Begin DATA FOR THIS EXERCISE
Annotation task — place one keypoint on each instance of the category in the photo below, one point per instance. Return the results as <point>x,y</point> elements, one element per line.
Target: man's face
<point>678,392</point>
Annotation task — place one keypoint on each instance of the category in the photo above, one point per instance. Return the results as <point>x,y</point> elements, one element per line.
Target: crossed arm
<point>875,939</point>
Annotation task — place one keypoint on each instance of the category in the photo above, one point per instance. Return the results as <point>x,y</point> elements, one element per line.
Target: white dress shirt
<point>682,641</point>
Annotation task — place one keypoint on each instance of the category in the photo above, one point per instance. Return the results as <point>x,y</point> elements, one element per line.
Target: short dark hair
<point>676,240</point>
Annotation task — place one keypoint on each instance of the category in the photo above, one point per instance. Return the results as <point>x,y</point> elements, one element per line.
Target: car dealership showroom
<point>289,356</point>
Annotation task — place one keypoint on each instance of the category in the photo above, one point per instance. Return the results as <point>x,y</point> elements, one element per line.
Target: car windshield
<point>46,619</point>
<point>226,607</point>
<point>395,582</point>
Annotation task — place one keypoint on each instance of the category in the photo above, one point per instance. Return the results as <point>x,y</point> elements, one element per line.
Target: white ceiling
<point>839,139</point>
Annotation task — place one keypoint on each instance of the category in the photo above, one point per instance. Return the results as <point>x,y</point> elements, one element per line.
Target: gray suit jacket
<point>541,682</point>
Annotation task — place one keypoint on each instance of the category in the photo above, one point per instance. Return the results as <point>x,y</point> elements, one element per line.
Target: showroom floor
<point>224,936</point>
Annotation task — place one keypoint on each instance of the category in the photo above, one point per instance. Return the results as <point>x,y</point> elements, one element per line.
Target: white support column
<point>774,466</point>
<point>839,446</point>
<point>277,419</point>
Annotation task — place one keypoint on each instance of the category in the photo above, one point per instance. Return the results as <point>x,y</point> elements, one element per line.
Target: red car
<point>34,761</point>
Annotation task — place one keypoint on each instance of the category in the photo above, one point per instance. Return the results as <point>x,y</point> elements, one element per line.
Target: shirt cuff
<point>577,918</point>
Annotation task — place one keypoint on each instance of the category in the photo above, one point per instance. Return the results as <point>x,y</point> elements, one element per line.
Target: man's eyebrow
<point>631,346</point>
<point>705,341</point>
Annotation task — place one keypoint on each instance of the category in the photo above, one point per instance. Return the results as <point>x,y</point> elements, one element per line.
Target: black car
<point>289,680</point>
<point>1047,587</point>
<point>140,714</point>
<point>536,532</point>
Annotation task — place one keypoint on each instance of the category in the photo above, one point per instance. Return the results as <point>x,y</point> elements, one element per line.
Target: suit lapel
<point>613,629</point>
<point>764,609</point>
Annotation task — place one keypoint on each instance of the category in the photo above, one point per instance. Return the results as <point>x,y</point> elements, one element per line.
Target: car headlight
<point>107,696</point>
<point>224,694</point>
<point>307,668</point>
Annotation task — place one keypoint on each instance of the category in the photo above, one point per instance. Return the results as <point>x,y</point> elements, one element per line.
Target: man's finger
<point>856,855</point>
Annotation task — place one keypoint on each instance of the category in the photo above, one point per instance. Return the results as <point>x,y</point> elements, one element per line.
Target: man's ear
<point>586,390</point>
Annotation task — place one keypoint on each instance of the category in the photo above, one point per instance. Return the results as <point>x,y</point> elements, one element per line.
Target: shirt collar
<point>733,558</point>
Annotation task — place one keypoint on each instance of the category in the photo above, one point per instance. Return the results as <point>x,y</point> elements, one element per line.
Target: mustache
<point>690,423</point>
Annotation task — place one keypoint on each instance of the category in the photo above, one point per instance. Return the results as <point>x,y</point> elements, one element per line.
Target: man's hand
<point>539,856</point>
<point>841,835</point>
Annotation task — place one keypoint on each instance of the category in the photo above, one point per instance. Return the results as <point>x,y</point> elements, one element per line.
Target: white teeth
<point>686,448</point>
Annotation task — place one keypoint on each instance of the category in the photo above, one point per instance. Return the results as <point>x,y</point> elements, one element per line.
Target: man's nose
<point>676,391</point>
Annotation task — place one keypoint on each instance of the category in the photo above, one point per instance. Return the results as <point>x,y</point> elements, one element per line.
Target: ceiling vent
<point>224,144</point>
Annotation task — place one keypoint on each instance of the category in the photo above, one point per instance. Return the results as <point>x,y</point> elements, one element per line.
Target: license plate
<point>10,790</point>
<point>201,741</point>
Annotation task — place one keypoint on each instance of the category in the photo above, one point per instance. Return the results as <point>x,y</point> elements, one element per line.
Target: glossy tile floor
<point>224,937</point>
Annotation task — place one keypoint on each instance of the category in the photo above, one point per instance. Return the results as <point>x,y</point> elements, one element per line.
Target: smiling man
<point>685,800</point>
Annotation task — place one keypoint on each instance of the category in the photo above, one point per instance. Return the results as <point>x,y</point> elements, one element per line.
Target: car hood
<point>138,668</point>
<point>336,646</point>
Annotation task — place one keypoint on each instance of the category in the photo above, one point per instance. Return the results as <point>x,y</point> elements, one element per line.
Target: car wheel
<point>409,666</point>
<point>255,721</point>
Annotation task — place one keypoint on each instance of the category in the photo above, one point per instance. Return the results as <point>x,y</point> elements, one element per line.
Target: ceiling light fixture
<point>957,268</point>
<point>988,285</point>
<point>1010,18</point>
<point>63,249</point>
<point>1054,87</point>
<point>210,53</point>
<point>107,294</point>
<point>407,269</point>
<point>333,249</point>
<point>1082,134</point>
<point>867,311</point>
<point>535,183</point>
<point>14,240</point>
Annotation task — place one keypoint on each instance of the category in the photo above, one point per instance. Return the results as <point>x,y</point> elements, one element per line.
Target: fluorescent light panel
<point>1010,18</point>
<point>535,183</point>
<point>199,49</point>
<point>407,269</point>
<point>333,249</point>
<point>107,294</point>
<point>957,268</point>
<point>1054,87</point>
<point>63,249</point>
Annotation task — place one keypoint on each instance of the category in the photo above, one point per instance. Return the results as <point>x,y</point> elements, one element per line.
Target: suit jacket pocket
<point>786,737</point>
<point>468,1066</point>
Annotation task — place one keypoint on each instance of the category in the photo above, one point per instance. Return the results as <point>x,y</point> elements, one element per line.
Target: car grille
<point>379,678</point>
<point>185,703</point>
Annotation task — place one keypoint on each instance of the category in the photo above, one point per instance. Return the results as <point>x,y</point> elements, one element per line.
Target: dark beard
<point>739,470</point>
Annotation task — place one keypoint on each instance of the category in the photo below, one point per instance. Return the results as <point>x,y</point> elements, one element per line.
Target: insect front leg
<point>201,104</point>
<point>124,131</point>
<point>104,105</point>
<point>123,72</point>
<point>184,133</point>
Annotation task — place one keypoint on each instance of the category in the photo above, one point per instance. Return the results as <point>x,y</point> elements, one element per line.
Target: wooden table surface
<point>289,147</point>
End DATA FOR THIS EXERCISE
WHAT YOU NEED TO DO:
Convert all the rows above into a JSON list of strings, one string per line, with blank lines omitted.

RESPONSE:
[
  "Annotation task — place one keypoint on each instance of the category in the photo below, one point per instance. Return the results as <point>x,y</point> elements, one element per line.",
  "Target: man's face",
  "<point>678,392</point>",
  "Annotation task — place one keypoint on each instance of the category in the photo above, one point per instance. Return the results as <point>x,y</point> elements, one element per line.",
  "Target: crossed arm",
  "<point>875,939</point>",
  "Annotation task — place one keypoint on each instance of the category in the photo above, one point per instance. Return the results as <point>x,y</point> elements, one element per line.",
  "Target: white dress shirt",
  "<point>682,641</point>",
  "Annotation task — place one keypoint on each instance of the category in the photo above, one point per instance. Return the results as <point>x,y</point> elements, one element per line.",
  "Target: short dark hair",
  "<point>676,240</point>",
  "Annotation task — place one keypoint on each instance of the category in the photo above, one point per instance. Return the results as <point>x,y</point> elements, one element per line.",
  "Target: car dealership showroom",
  "<point>289,356</point>",
  "Annotation task — place one keypoint on each instance of the category in the photo above, one point per instance. Return the results as <point>x,y</point> elements, one element per line.",
  "Target: car windshield",
  "<point>46,619</point>",
  "<point>226,607</point>",
  "<point>395,582</point>",
  "Annotation task — place one keypoint on each instance of the category in the photo above, one point per instance. Return the results as <point>x,y</point> elements, one element per line.",
  "Target: white ceiling",
  "<point>839,139</point>",
  "Annotation task — place one keypoint on each instance of the category in the photo above, one point per instance. Return the results as <point>x,y</point> elements, one element per line.",
  "Target: gray suit jacket",
  "<point>541,682</point>",
  "Annotation task — place one keypoint on each instance of the category in the photo above, one point per instance. Return the results as <point>x,y</point> elements, one element per line.",
  "Target: showroom floor",
  "<point>224,936</point>",
  "Annotation task — place one keypoint on each instance of the category in the photo above, one point per instance. Return the results as <point>x,y</point> elements, one element per line.",
  "Target: white support column",
  "<point>774,466</point>",
  "<point>839,446</point>",
  "<point>277,419</point>",
  "Annotation task — place one keypoint on each instance of the category in the photo above, one point per instance. Return the results as <point>x,y</point> elements, one element per line.",
  "Target: red car",
  "<point>34,761</point>",
  "Annotation task — place one keypoint on each instance of the category in the photo above, one point per instance. Return the results as <point>x,y</point> elements, one element per line.",
  "Target: shirt cuff",
  "<point>577,918</point>",
  "Annotation task — place one keypoint on each instance of the category in the photo above, one point per instance. Return the results as <point>x,y</point> elements, one element per line.",
  "Target: man's eyebrow",
  "<point>631,346</point>",
  "<point>705,341</point>",
  "Annotation task — place one keypoint on each instance of the category in the photo above, one point per instance. Return the results as <point>x,y</point> elements, one element per line.",
  "Target: black car",
  "<point>289,680</point>",
  "<point>1047,587</point>",
  "<point>140,714</point>",
  "<point>536,532</point>",
  "Annotation task — place one keypoint on each instance of the category in the photo above, one point per instance. Return the results as <point>x,y</point> elements, one element per line.",
  "Target: suit lapel",
  "<point>613,629</point>",
  "<point>764,609</point>",
  "Annotation task — place one keypoint on each instance of the category in the photo above, one point per instance. Return the results as <point>x,y</point> elements, one element per line.",
  "Target: car headlight",
  "<point>107,696</point>",
  "<point>224,694</point>",
  "<point>307,668</point>",
  "Annotation task — place one keypoint on each instance of the category in the photo above, one point per instance. Return the results as <point>x,y</point> elements, one element per line.",
  "Target: man's finger",
  "<point>856,855</point>",
  "Annotation task — place one keypoint on each instance of the category in the photo above, one point per instance. Return the results as <point>x,y</point> elements, one element per line.",
  "Target: man's ear",
  "<point>586,390</point>",
  "Annotation task — place one keypoint on each instance of the category in the photo above, one point per instance. Return the results as <point>x,y</point> elements, one element per line.",
  "Target: shirt collar",
  "<point>733,558</point>",
  "Annotation task — place one keypoint on each instance of the category in the photo above, one point per instance. Return the results as <point>x,y</point> elements, one element per line.",
  "Target: mustache",
  "<point>690,423</point>",
  "Annotation task — place one keypoint on each instance of the category in the photo above, one point per instance. Return the results as <point>x,y</point> elements, one element per line.",
  "Target: man's hand",
  "<point>539,856</point>",
  "<point>841,835</point>",
  "Annotation task — place one keypoint on each instance of the category in the photo above, one point per instance. Return the results as <point>x,y</point> elements, one element per line.",
  "Target: white teeth",
  "<point>686,448</point>",
  "Annotation task — place one keypoint on each instance of the category in the photo above, one point per instance. Return the results as <point>x,y</point> elements, one element per line.",
  "Target: man's nose",
  "<point>676,391</point>",
  "Annotation task — place one keypoint on each instance of the category in the photo above, one point per instance. Return the results as <point>x,y</point> elements, one element per line.",
  "Target: ceiling vent",
  "<point>224,144</point>",
  "Annotation task — place one keypoint on each instance of the category in the photo above, one point per instance. Return the results as <point>x,y</point> elements, one element per line.",
  "Target: license plate",
  "<point>10,790</point>",
  "<point>201,741</point>",
  "Annotation task — place one keypoint on each instance of the category in the photo above, one point per instance. Return the results as <point>x,y</point> elements, one element per line.",
  "Target: glossy tile floor",
  "<point>224,937</point>",
  "Annotation task — place one keypoint on each instance of the category in the photo above, one point per instance. Return the results as <point>x,y</point> elements, one element per line.",
  "Target: smiling man",
  "<point>685,800</point>",
  "Annotation task — place one keypoint on each instance of the category in the photo above, one point per instance. Return the results as <point>x,y</point> elements, one element per line.",
  "Target: car hood",
  "<point>138,668</point>",
  "<point>336,646</point>",
  "Annotation task — place one keypoint on each instance of the category in the photo above, one point per instance. Return the results as <point>x,y</point> elements, one element per line.",
  "Target: car wheel",
  "<point>409,666</point>",
  "<point>255,721</point>",
  "Annotation task — place one keypoint on each instance of the category in the photo above, one point per instance. Return the results as <point>x,y</point> elements, one element per line.",
  "Target: ceiling light fixture",
  "<point>957,268</point>",
  "<point>988,285</point>",
  "<point>1010,18</point>",
  "<point>63,249</point>",
  "<point>1054,87</point>",
  "<point>210,53</point>",
  "<point>107,294</point>",
  "<point>407,269</point>",
  "<point>333,249</point>",
  "<point>1082,134</point>",
  "<point>867,311</point>",
  "<point>535,183</point>",
  "<point>14,240</point>",
  "Annotation task — place one keypoint on each instance of the category in the photo above, one point per instance. Return the results as <point>x,y</point> elements, one element per line.",
  "Target: fluorescent light panel",
  "<point>1010,18</point>",
  "<point>535,183</point>",
  "<point>199,49</point>",
  "<point>407,269</point>",
  "<point>333,249</point>",
  "<point>107,294</point>",
  "<point>957,268</point>",
  "<point>1054,87</point>",
  "<point>63,249</point>",
  "Annotation task — place one keypoint on each instance of the category in the photo above, one point per instance. Return the results as <point>x,y</point> elements, one element per line.",
  "Target: suit jacket pocket",
  "<point>786,737</point>",
  "<point>468,1066</point>",
  "Annotation task — place one keypoint on each instance of the category in the photo above, one point per instance. Return the results as <point>x,y</point> elements, one element per line.",
  "Target: car grille",
  "<point>379,678</point>",
  "<point>185,703</point>",
  "Annotation task — place one keypoint on each instance of the category in the photo above, one point per instance. Return the results as <point>x,y</point> elements, one element per line.",
  "Target: dark beard",
  "<point>739,470</point>",
  "Annotation task — place one keypoint on each instance of the category in the photo below, one point per instance. Return the results as <point>x,y</point> elements, one element per line.",
  "Target: insect front leg",
  "<point>201,104</point>",
  "<point>124,131</point>",
  "<point>104,105</point>",
  "<point>123,72</point>",
  "<point>184,133</point>",
  "Annotation task — place one keypoint on each instance of the category in the photo above, one point per instance. Return the results as <point>x,y</point> elements, one element per line.",
  "Target: wooden table surface",
  "<point>289,147</point>"
]